→ WHAT IS ASKED: Rewrite the lines from the one containing "Practice step: locate the brick" through the one containing "x=208, y=90", inclusive, changing "Target" to "Object" and leaving everything else as it is.

Records from a data collection
- - - - -
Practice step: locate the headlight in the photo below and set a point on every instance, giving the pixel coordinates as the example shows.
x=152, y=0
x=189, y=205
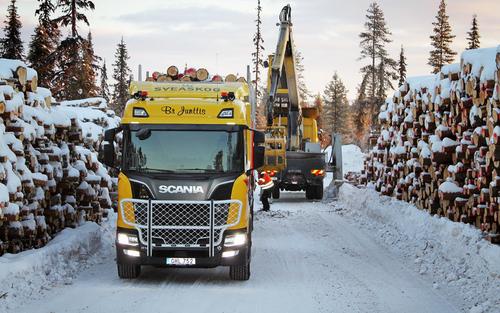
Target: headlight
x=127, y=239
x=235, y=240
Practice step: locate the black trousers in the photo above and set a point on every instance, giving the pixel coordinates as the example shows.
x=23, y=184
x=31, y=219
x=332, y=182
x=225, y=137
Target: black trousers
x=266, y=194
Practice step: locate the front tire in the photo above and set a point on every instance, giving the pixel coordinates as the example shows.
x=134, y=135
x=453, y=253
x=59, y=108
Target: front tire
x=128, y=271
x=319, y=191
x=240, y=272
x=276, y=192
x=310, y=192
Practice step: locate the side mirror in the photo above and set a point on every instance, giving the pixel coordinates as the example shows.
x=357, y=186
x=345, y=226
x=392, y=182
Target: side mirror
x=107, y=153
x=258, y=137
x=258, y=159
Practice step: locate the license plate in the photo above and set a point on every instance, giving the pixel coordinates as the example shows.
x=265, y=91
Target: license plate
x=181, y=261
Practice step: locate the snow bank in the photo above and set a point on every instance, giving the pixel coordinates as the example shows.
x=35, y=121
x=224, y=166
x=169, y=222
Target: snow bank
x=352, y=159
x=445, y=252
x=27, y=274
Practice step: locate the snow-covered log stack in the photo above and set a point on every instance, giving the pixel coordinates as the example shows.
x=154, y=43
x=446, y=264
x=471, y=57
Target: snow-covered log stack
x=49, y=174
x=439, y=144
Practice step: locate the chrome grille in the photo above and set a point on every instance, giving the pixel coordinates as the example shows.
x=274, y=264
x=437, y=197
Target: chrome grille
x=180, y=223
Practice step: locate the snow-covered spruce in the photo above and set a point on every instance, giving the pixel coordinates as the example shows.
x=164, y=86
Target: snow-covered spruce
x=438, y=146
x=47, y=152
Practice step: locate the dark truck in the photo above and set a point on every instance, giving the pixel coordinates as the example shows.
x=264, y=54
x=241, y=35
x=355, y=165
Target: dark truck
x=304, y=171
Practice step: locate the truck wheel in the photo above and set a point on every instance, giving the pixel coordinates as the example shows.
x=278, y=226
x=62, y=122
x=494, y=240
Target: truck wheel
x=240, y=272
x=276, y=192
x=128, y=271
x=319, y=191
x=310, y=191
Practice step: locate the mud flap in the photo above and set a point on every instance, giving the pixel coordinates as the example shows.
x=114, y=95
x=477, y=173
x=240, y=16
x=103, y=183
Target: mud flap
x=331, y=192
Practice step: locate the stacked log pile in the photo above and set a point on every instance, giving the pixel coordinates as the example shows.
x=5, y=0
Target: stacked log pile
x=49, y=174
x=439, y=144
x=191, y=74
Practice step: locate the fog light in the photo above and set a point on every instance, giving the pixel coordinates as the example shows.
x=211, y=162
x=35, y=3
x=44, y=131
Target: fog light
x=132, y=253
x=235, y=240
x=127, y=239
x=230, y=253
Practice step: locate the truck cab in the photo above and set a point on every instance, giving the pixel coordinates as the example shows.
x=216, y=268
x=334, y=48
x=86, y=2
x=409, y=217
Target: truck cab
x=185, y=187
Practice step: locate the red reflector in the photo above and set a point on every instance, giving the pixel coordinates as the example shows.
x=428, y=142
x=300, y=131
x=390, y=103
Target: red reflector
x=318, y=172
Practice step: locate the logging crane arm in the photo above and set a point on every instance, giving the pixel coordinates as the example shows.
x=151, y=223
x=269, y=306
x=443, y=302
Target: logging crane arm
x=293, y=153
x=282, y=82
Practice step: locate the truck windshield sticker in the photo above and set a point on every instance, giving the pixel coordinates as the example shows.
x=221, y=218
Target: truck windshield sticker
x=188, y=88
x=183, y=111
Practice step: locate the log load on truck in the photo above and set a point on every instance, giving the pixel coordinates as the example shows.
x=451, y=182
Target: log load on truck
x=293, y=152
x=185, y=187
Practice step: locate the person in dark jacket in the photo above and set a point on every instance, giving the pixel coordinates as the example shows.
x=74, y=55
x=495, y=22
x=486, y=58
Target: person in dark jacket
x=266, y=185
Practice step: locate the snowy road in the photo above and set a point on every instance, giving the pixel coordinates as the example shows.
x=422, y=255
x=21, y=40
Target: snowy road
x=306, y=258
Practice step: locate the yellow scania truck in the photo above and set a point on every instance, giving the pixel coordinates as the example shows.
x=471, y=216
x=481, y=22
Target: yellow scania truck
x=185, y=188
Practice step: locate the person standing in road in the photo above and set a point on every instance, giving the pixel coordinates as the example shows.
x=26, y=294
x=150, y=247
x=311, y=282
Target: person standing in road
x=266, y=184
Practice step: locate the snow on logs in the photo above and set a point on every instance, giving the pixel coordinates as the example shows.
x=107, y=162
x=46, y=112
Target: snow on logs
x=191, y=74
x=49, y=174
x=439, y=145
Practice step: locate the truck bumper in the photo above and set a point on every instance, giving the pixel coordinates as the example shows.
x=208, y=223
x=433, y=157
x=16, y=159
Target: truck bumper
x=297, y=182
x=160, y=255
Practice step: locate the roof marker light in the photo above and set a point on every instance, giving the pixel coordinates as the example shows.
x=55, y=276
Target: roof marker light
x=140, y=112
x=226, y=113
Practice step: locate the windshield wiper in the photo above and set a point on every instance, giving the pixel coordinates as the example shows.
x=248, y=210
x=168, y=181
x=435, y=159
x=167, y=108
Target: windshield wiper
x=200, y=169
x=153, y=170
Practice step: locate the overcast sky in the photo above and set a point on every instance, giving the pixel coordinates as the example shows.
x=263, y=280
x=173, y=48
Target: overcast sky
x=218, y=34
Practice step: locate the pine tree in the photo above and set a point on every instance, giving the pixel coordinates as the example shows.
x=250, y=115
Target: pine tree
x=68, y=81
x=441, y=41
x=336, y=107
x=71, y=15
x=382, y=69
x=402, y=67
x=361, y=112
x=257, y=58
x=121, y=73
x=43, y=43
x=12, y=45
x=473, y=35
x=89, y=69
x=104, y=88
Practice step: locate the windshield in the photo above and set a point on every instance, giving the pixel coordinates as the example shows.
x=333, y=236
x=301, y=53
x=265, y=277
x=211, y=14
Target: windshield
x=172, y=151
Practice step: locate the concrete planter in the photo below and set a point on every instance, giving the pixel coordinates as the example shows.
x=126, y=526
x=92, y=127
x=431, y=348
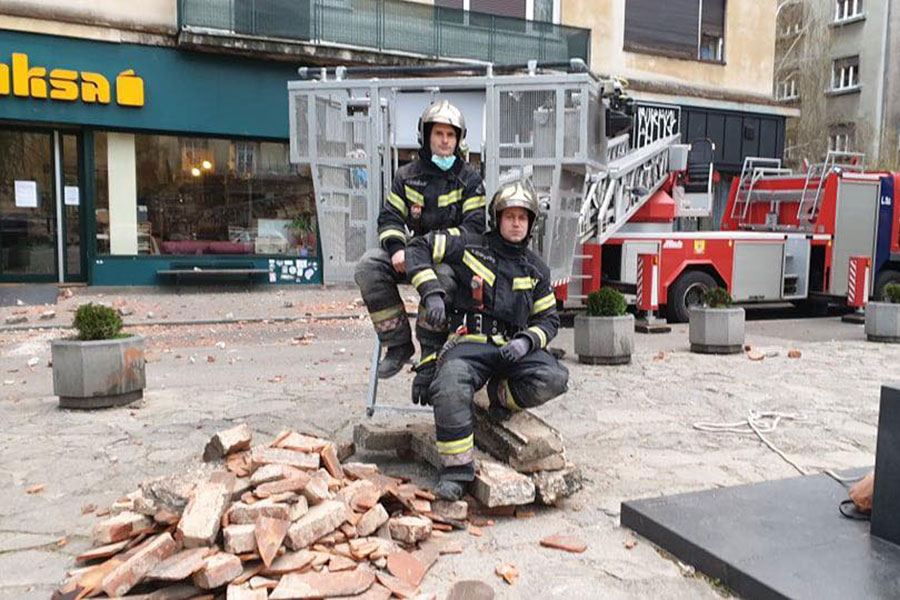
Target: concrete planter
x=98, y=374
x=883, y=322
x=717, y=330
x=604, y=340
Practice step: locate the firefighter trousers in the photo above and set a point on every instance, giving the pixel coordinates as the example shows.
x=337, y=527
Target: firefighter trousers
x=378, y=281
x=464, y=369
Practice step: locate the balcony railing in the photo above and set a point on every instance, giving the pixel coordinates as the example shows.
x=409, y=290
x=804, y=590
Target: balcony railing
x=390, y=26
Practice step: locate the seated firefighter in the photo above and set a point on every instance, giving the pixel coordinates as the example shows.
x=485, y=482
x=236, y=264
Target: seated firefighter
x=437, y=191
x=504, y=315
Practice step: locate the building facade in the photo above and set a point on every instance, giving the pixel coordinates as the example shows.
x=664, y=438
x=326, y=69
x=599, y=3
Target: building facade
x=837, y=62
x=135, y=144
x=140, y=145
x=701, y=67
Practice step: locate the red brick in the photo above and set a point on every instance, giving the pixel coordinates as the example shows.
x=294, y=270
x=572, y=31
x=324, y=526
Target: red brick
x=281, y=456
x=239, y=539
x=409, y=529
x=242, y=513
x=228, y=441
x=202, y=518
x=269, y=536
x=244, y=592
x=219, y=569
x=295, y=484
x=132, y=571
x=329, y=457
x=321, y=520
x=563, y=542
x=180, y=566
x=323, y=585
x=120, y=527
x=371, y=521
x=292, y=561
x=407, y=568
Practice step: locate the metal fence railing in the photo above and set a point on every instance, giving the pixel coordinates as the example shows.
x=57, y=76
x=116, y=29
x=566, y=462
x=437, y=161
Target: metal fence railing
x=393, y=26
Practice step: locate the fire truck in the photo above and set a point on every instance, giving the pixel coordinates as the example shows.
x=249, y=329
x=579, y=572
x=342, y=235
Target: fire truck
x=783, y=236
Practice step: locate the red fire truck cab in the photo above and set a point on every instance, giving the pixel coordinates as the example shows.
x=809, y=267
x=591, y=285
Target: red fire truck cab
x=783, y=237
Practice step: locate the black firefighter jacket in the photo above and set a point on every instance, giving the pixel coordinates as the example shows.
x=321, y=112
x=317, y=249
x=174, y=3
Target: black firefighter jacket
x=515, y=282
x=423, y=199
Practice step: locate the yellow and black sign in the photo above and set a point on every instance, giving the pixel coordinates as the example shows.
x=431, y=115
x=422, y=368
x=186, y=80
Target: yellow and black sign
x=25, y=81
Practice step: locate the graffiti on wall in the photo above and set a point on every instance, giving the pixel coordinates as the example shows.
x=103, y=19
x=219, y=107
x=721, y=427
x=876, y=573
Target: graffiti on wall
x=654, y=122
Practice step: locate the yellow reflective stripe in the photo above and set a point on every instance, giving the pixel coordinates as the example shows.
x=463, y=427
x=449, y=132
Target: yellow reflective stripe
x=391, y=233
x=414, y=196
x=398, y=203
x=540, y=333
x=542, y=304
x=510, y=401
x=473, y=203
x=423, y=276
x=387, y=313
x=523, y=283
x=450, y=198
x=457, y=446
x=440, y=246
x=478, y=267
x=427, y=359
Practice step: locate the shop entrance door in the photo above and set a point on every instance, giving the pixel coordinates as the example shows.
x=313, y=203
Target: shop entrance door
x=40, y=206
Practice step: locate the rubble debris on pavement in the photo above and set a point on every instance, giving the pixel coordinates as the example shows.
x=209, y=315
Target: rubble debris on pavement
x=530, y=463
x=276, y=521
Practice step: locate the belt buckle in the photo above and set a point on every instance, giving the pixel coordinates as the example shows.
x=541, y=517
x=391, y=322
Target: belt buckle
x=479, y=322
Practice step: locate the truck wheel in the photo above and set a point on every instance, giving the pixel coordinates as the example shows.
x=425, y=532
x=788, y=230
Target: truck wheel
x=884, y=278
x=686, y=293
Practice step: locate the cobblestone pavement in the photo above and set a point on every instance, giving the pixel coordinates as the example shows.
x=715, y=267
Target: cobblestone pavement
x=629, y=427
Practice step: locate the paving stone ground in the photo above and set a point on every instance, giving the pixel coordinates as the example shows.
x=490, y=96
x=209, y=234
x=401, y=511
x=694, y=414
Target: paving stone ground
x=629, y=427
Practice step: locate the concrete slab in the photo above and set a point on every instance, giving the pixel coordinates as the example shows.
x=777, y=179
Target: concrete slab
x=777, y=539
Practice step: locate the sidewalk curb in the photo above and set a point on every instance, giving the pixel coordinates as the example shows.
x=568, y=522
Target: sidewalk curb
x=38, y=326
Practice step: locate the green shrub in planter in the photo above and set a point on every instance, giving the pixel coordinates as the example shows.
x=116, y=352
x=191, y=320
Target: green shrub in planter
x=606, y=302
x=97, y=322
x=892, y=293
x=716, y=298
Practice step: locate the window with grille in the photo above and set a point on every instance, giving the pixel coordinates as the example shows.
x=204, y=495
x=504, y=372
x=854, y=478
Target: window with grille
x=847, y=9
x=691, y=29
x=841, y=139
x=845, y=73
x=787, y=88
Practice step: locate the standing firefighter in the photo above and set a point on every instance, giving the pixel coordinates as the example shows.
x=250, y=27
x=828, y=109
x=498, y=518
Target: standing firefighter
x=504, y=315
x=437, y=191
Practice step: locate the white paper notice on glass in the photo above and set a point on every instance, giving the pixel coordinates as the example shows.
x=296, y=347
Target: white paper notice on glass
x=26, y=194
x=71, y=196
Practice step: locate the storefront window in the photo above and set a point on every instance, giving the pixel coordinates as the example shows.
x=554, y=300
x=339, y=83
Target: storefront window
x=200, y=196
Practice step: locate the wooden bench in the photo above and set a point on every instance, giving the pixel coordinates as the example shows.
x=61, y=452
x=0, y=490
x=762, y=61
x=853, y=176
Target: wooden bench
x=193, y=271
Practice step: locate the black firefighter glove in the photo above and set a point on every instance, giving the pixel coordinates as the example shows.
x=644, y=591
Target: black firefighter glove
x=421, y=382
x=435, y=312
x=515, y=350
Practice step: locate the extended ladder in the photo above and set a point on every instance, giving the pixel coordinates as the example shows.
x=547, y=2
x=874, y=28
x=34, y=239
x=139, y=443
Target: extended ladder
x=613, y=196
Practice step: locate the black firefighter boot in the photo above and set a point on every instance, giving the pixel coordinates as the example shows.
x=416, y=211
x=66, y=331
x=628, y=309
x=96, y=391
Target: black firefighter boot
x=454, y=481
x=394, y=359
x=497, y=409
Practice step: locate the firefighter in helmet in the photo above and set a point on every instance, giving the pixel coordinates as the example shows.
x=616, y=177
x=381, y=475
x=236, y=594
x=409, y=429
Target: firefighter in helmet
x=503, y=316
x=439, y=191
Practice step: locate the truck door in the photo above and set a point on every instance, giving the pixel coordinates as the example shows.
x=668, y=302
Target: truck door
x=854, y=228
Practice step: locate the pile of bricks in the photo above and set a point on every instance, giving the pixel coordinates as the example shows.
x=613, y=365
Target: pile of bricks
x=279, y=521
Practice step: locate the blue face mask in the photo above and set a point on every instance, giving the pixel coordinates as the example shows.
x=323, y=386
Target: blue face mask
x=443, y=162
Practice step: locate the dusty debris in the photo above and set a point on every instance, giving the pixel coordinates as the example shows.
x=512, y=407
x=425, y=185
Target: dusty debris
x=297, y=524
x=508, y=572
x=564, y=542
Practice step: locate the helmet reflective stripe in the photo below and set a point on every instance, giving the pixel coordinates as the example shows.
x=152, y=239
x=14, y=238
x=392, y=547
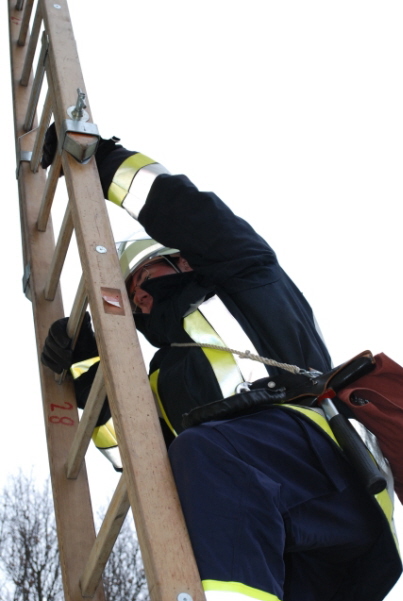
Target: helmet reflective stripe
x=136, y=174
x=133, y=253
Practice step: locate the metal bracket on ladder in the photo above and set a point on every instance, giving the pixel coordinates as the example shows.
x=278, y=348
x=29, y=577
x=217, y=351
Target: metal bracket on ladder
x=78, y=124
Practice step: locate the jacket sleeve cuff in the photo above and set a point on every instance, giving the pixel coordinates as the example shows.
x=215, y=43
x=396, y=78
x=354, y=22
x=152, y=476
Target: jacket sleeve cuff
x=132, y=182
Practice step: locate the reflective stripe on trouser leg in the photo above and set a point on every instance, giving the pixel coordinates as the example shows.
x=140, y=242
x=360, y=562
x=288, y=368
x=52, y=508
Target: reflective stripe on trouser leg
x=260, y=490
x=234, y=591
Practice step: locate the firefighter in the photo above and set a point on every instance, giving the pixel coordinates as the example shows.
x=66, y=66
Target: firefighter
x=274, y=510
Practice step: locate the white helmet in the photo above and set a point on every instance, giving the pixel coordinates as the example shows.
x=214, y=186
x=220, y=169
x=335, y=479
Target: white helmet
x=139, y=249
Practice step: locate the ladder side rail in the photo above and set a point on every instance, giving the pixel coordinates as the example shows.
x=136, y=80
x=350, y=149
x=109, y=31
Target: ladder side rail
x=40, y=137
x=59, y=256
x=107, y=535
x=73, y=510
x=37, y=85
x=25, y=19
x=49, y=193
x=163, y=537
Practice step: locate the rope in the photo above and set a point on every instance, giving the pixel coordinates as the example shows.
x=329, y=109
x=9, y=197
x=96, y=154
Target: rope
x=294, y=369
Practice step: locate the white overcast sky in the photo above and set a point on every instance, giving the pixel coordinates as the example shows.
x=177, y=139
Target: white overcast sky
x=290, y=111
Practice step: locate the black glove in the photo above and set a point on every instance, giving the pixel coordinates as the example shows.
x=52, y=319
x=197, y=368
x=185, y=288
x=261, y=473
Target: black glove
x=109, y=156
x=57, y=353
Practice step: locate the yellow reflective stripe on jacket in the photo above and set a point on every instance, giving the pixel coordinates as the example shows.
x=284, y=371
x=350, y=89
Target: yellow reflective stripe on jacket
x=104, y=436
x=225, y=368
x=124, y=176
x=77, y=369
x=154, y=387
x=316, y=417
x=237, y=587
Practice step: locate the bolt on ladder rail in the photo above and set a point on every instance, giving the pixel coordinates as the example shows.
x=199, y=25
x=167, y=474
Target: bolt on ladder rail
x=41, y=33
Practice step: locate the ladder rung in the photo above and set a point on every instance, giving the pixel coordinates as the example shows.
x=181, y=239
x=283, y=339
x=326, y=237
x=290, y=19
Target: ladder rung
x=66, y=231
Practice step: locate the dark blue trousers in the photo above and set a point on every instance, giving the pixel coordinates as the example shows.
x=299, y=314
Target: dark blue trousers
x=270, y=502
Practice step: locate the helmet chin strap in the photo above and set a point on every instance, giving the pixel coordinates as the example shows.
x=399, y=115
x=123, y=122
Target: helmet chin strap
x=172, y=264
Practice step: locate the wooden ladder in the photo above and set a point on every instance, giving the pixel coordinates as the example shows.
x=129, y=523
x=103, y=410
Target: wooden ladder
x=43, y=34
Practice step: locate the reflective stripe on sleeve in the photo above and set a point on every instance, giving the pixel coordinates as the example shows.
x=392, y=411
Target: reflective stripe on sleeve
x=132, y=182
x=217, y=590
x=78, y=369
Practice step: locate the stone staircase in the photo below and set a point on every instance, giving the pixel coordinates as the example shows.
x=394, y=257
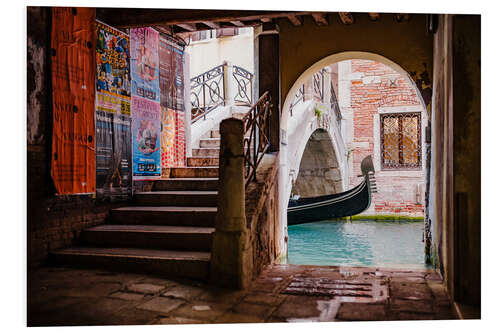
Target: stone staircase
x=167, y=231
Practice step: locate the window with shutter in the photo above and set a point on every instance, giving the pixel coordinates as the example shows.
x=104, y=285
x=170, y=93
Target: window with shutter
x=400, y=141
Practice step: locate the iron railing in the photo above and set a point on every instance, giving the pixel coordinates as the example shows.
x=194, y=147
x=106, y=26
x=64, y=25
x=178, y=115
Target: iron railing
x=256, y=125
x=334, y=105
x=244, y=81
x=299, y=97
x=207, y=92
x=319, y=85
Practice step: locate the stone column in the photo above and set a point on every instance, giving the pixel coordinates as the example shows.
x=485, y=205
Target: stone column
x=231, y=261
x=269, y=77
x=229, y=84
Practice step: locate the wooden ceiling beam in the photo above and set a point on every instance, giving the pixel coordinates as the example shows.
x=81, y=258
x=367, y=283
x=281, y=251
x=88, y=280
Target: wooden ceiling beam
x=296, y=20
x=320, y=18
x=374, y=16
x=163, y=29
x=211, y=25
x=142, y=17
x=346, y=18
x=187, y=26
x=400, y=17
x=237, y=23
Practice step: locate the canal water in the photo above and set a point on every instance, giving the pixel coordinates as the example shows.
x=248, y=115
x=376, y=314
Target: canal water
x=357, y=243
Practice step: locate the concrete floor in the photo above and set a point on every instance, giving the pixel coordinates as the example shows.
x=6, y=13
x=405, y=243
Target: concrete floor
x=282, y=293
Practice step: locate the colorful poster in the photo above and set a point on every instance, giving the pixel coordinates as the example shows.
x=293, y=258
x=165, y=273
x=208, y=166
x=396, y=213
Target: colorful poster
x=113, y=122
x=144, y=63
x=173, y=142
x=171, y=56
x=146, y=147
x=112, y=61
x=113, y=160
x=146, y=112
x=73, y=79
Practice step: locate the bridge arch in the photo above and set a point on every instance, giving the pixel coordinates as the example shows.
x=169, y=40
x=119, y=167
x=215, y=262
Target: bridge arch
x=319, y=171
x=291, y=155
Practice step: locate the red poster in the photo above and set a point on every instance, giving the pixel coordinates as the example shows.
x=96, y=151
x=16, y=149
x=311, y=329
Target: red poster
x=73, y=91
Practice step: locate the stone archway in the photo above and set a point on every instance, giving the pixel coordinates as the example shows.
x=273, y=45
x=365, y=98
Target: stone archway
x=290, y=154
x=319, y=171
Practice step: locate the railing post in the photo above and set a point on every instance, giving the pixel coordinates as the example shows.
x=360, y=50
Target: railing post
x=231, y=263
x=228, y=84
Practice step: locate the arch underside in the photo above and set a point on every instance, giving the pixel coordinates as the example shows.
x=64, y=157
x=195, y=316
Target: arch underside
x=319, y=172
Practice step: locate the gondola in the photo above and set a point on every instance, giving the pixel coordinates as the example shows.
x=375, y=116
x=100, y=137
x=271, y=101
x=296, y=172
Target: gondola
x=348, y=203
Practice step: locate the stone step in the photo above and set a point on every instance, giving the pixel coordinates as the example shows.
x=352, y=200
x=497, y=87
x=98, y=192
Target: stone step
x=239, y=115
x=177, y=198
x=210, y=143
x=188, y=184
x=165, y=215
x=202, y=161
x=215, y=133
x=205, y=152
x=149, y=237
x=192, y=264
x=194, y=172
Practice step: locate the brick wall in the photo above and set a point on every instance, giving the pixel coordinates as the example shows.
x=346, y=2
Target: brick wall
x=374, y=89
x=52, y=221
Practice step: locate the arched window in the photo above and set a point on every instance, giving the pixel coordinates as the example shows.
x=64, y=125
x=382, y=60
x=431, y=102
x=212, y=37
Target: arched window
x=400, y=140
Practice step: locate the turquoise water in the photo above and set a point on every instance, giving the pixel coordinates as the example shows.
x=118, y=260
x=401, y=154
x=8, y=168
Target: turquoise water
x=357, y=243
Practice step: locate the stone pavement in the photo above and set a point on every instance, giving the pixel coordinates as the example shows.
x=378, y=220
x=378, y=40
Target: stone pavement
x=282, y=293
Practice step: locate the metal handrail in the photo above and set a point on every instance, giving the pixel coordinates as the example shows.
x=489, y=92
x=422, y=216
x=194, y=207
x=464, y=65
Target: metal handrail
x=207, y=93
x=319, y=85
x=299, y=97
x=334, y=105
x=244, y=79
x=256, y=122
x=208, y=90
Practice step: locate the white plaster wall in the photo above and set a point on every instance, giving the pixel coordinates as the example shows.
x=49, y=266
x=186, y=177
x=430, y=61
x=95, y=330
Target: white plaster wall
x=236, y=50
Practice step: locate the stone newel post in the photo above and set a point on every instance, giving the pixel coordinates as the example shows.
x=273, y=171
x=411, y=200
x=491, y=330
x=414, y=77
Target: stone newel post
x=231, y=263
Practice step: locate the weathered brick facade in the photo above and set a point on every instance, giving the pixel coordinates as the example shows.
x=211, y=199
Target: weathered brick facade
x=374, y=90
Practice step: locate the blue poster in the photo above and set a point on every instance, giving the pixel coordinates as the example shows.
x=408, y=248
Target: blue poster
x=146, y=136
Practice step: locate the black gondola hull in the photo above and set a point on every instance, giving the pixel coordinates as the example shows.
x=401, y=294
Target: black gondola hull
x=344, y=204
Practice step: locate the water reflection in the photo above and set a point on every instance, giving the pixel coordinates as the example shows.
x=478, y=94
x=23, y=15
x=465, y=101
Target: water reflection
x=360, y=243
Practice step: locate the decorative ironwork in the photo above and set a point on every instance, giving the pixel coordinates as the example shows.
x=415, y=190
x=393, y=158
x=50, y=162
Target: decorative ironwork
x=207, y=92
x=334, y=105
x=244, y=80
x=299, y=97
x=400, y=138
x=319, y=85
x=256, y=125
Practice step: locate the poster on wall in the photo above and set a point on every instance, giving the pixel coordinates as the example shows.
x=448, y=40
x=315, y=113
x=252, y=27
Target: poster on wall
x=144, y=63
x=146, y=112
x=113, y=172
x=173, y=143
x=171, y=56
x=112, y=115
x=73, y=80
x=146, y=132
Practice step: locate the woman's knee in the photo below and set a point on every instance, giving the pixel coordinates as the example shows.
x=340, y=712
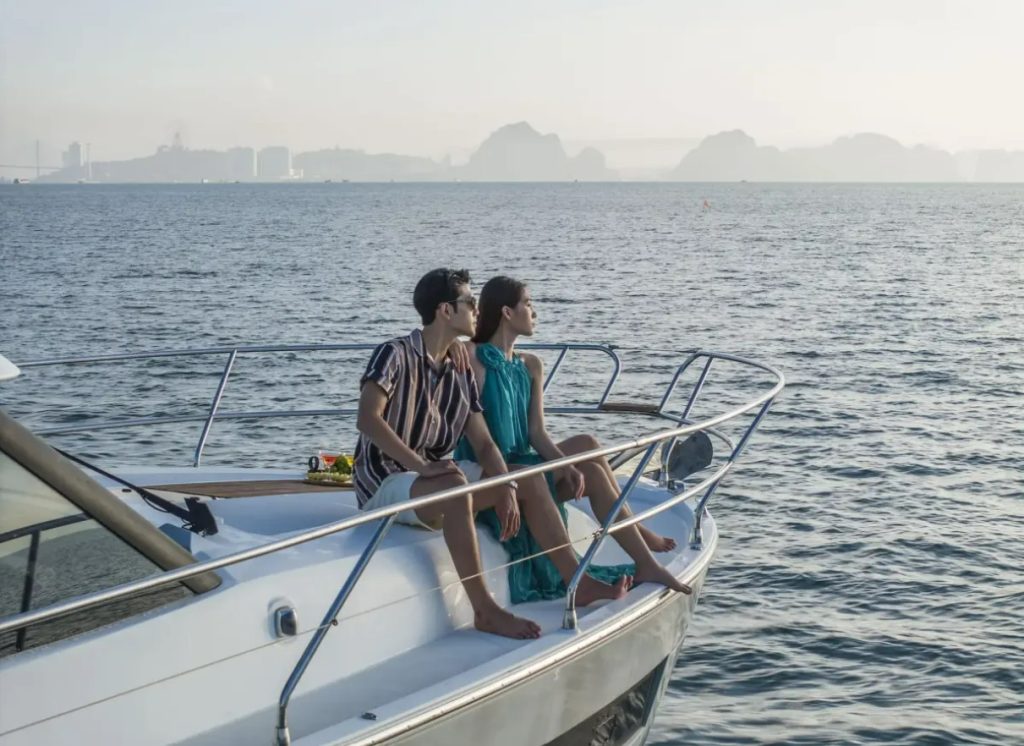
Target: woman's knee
- - - - -
→ COMPLETE OUTPUT:
Practice step: locate the brick wall in the photo above and set a point on every instance, giving the pixel coordinates as the example shows.
x=346, y=2
Object: brick wall
x=374, y=89
x=52, y=221
Practice step: locate the arched window in the photo above and set a point on every instance, giving the pixel coordinates as the example shows.
x=64, y=125
x=382, y=60
x=431, y=102
x=212, y=37
Object: arched window
x=400, y=140
Practice step: locate the turquoise water in the photo above and set a point on every instance, giving the pixel coordinates as the example shows.
x=118, y=260
x=401, y=154
x=8, y=168
Object: turquoise water
x=357, y=243
Practice step: locate the stone pavement in the photo above and set a point on every instance, giving the pixel coordinates as the example shows.
x=378, y=220
x=378, y=40
Object: stone pavement
x=282, y=293
Practice step: locate the metal handrail in the photo above and set a point on every instance, giving the pixel coordinates as the example shows.
x=489, y=92
x=422, y=216
x=194, y=207
x=464, y=65
Object: metal handrail
x=207, y=93
x=319, y=85
x=299, y=97
x=334, y=105
x=244, y=79
x=256, y=122
x=208, y=90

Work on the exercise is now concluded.